In the essay on leaving spiritual abuse, what two subjects was the writer double majoring in as a college sophomore?

* **Provided text**:
--- START ---

Be patient with yourself.

Coming out of a spiritually abusive situation is incredibly difficult.

The first and biggest step  is seeing the abuse for what it is and allowing yourself name it. Saying, “this isn’t normal; this shouldn’t be this way,” is the watershed moment which allows you to begin see what’s wrong and why.

After my moment, I needed about four years to process it all. And I didn’t realize the effects of it at once – my understanding of the severity of my situation deepened as various life experiences uncovered it more and more.

When I started dating my husband.
When I saw how the courtship model was hurting my friends.
When I saw God at work in churches outside of our church group.
When I went to England with a group of friends and an Anglican priest, who heard my story and exclaimed, “What! That’s so messed up. That’s not normal.”

Emo shot from said England trip. If I was cool, this would be on Instagram.
Emo shot from said England trip. If I was cool, this would be on Instagram.

This affirmation of my experience, of my observations, was the validation I craved. I needed to know I wasn’t crazy, that I wasn’t dishonoring God by thinking these things, and that the situation I had found myself in was indeed unreasonable. Talking with others coming out of Quiverfull or Christian Patriarchy communities, I’m struck by how much we all need to be told this. We’re not crazy, this is not normal or healthy, and Jesus has more for us than this.

After these things began to unravel for me, I hit a wall with reading my Bible. I couldn’t do it. I was a college sophomore, double majoring in English and “Christian Thought” (theology), and my understanding of how to read was being gutted and scrubbed. I found myself discovering that the meditational,  charismatic methods of interacting with scripture I had grown up with were emotion-driven and tended to make me the center of my study, bastardizing any good-feeling scripture passage to soothe my emotions.

And then I realized that my entire relationship to my faith was centered around a daily feeling of the Word, not a real relationship with God or an understanding of Jesus. With my emotional presets on “GUILT,” I flailed and floundered, distressed that I didn’t know how to read my Bible, agonizing over why I didn’t feel like it anymore.

***

It’s been about four years since I found myself dead to scripture in my daily devotions. Since I stopped reading because I began to hear in my head the voice of the pastor whose teachings so damaged my family every time I opened an ESV. Since my devotions stopped being habitual (for the first time since middle school) and occurred only out of emotional desperation.

It’s hard admitting that. In the circles I grew up in, it was hard to look someone in the eye and confess that I hadn’t read my Bible in a week. To say that I haven’t seriously read my Bible on a daily basis in four years is to have to fight condemnation. I am not a “bad Christian.” I am not a “backslider.” I am not “abandoning my faith.” But believing these truths is hard when I think about the number, the days it represents.

--- END ---

* **Supplied entries**:

--- START ---

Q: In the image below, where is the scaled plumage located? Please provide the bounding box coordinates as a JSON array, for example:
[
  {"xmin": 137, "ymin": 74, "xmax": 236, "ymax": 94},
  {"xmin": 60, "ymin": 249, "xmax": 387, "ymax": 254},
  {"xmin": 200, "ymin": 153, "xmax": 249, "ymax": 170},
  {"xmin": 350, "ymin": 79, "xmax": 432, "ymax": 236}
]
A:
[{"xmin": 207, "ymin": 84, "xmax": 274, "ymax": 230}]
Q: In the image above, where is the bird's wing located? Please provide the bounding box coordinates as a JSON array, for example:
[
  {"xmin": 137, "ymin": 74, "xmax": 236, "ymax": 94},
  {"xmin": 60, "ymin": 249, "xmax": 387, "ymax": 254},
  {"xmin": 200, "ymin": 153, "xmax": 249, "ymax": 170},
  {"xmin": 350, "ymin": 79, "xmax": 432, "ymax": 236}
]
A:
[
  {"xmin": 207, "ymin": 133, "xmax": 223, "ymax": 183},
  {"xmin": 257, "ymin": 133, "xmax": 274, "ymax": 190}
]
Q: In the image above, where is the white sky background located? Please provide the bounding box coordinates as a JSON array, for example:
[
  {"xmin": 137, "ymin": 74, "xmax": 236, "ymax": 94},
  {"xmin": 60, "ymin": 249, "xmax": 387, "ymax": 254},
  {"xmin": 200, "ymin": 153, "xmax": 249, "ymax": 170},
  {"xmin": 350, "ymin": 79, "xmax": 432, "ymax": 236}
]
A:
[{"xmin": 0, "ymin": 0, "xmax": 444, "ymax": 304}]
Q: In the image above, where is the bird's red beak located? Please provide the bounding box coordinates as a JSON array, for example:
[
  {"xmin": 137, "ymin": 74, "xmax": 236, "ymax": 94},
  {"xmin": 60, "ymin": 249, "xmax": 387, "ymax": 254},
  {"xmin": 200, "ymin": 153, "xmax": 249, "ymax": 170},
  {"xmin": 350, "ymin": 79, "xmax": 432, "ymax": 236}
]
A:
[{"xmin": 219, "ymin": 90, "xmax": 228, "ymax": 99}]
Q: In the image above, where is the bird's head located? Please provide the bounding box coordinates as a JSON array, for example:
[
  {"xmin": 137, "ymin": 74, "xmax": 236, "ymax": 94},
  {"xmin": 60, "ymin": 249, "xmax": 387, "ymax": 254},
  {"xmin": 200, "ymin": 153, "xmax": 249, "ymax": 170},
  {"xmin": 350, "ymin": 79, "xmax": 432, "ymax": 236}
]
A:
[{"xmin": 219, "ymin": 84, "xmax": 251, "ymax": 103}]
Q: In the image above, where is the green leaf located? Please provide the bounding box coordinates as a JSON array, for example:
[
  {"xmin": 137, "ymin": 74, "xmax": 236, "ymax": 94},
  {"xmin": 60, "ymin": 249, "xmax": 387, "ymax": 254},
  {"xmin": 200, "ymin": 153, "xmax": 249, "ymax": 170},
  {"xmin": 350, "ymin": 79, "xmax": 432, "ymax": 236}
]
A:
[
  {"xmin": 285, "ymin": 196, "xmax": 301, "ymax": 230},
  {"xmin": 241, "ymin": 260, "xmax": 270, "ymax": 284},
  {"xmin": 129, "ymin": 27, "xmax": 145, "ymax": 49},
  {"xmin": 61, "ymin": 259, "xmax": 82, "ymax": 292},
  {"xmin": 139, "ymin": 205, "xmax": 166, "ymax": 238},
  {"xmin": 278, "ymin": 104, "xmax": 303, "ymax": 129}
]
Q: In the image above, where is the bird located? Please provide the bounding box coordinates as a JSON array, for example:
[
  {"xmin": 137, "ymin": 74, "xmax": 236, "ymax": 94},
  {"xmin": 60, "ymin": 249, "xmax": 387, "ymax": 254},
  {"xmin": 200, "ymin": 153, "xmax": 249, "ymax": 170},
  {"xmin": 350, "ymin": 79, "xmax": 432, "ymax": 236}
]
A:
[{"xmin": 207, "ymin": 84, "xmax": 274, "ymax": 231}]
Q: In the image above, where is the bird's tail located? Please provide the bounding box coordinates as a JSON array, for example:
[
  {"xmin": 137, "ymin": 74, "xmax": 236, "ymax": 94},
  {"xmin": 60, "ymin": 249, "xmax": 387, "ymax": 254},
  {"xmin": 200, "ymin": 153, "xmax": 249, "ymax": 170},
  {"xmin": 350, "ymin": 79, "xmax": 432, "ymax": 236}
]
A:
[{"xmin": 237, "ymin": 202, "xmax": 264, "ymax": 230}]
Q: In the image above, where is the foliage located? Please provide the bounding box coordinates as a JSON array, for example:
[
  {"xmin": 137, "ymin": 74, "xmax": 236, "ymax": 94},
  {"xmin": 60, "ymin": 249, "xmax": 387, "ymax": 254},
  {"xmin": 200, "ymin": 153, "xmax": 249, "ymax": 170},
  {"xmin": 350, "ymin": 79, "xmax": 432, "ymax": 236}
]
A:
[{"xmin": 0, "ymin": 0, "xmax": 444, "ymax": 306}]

--- END ---
--- START ---

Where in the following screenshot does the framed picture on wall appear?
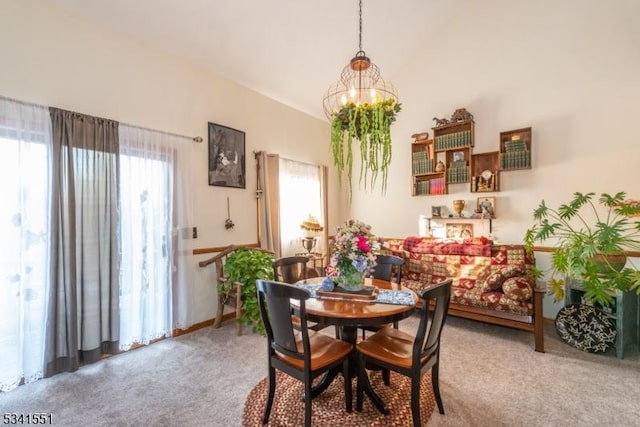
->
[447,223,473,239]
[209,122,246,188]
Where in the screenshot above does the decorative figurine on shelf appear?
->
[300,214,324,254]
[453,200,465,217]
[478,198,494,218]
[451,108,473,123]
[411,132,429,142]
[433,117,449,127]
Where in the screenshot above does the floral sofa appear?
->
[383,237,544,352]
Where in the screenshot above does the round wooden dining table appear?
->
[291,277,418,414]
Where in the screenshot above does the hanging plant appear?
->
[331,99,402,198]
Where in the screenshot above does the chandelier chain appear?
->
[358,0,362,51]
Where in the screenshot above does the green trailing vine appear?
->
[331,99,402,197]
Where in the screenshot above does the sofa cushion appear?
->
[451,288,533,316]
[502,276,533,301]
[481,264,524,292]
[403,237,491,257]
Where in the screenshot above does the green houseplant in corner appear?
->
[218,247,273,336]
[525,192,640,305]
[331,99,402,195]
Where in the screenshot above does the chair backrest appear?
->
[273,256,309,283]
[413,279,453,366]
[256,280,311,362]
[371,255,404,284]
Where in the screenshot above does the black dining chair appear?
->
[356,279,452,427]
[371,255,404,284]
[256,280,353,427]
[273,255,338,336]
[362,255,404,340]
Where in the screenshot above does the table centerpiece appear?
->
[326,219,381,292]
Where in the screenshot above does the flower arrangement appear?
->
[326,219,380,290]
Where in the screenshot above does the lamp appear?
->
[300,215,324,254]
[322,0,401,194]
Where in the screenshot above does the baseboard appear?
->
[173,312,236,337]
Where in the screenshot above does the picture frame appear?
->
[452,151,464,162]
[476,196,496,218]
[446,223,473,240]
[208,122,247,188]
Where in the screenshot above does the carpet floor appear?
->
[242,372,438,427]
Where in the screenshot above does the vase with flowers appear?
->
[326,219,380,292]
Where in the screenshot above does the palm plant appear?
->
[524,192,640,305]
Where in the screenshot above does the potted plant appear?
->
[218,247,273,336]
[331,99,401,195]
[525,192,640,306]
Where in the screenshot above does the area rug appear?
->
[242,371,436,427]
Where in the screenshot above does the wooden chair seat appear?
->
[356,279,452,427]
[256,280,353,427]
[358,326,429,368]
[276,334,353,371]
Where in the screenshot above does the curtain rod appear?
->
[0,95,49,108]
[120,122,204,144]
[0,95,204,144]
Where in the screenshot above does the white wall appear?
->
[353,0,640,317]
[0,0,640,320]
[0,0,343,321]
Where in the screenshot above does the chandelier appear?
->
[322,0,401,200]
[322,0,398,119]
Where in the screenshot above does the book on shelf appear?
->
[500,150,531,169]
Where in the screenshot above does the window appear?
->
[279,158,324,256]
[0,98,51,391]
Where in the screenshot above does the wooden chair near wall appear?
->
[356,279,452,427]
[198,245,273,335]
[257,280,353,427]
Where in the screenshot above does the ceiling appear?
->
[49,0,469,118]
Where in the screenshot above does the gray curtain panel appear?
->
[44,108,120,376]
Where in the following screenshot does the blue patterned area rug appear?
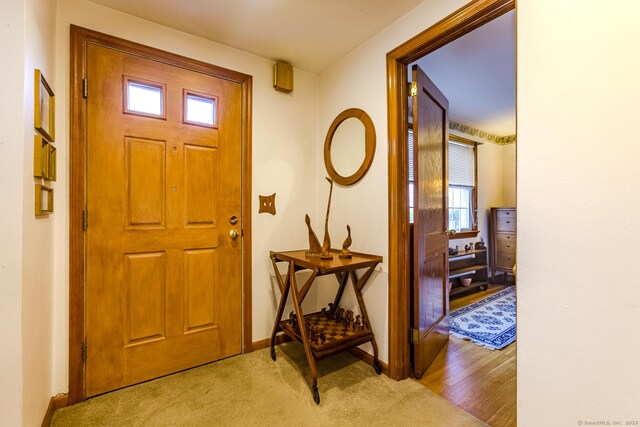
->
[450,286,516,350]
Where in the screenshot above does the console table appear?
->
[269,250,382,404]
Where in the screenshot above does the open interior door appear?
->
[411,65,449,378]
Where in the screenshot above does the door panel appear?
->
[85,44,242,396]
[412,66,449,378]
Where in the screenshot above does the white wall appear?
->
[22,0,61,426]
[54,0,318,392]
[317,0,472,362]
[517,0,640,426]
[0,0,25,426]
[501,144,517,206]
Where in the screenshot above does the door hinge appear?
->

--- END ---
--- START ---

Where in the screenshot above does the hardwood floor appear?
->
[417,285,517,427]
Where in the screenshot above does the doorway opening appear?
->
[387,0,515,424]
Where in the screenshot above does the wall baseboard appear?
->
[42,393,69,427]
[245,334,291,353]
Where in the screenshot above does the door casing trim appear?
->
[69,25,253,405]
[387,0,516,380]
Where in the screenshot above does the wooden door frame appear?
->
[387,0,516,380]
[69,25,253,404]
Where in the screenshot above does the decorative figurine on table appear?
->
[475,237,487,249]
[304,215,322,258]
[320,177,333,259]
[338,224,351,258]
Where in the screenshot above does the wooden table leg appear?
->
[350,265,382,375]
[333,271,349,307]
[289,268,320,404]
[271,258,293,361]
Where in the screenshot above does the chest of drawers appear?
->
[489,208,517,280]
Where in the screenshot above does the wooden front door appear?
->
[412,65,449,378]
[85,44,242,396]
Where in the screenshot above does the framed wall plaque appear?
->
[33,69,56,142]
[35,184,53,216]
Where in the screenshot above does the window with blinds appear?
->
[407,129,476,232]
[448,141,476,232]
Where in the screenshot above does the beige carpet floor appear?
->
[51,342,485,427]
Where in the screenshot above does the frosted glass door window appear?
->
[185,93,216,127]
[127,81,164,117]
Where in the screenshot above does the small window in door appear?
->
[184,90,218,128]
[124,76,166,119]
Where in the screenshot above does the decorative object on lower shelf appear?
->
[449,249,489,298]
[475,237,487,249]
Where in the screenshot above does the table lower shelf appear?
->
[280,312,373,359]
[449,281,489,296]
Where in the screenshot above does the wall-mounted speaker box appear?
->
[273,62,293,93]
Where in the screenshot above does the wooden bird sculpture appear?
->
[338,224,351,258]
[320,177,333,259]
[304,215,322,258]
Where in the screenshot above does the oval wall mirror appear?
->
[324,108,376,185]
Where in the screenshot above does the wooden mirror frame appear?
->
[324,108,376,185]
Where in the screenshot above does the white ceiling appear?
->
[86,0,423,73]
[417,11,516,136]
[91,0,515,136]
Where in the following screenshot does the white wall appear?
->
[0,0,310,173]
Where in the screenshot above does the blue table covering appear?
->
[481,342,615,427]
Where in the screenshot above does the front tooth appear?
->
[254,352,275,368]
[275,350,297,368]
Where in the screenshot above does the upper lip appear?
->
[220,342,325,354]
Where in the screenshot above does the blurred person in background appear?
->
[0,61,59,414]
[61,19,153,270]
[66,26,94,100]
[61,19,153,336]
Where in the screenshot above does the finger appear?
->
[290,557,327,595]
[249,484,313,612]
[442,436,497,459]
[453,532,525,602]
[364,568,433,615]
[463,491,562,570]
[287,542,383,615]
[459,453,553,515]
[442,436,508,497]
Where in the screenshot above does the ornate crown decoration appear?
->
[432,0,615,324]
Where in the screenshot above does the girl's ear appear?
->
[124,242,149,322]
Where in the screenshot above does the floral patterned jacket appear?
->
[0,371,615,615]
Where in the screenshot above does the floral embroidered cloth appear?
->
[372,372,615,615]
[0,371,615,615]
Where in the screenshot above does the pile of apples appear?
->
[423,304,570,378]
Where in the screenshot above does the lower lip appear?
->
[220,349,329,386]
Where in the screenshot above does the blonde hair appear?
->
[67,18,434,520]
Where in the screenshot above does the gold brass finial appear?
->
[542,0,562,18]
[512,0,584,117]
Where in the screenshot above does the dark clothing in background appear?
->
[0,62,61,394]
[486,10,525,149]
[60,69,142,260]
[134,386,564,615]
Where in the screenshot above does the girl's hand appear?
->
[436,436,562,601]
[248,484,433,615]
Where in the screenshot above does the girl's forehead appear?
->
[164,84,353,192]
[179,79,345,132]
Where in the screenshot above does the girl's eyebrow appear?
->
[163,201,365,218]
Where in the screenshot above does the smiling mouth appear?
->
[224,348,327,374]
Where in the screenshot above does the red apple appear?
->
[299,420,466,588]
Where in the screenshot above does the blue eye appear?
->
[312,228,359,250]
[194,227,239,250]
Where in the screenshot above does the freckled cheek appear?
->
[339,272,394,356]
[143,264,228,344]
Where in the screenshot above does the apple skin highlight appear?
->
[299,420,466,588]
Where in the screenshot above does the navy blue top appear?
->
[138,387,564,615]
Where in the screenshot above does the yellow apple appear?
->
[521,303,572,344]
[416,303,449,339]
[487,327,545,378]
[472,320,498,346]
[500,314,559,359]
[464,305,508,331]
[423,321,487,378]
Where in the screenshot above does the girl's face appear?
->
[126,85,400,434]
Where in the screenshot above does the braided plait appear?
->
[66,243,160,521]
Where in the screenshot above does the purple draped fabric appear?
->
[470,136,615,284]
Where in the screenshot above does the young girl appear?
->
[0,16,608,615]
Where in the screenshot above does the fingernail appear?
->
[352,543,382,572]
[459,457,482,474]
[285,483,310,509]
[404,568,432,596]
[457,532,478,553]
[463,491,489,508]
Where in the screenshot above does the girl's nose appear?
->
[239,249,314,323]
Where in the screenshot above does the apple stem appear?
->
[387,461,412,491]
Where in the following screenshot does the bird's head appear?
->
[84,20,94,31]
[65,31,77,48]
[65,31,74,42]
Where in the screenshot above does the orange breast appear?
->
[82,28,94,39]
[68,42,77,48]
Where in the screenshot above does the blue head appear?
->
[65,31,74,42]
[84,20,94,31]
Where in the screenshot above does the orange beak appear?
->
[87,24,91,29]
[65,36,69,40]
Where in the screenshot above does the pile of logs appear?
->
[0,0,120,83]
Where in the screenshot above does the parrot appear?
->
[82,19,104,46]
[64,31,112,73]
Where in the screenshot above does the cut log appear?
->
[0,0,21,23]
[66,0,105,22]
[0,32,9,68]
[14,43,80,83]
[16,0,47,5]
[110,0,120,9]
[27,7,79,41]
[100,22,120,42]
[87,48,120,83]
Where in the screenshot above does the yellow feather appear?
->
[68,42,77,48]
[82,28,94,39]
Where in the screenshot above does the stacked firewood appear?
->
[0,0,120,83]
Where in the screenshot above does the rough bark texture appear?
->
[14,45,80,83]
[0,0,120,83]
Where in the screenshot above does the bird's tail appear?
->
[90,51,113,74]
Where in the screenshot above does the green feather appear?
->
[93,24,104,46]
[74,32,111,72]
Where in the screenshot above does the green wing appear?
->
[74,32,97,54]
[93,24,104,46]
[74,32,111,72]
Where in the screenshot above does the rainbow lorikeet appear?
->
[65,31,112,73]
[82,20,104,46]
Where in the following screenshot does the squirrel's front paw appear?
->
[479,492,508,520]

--- END ---

* **Expected answer**: English and "Christian Thought" (theology).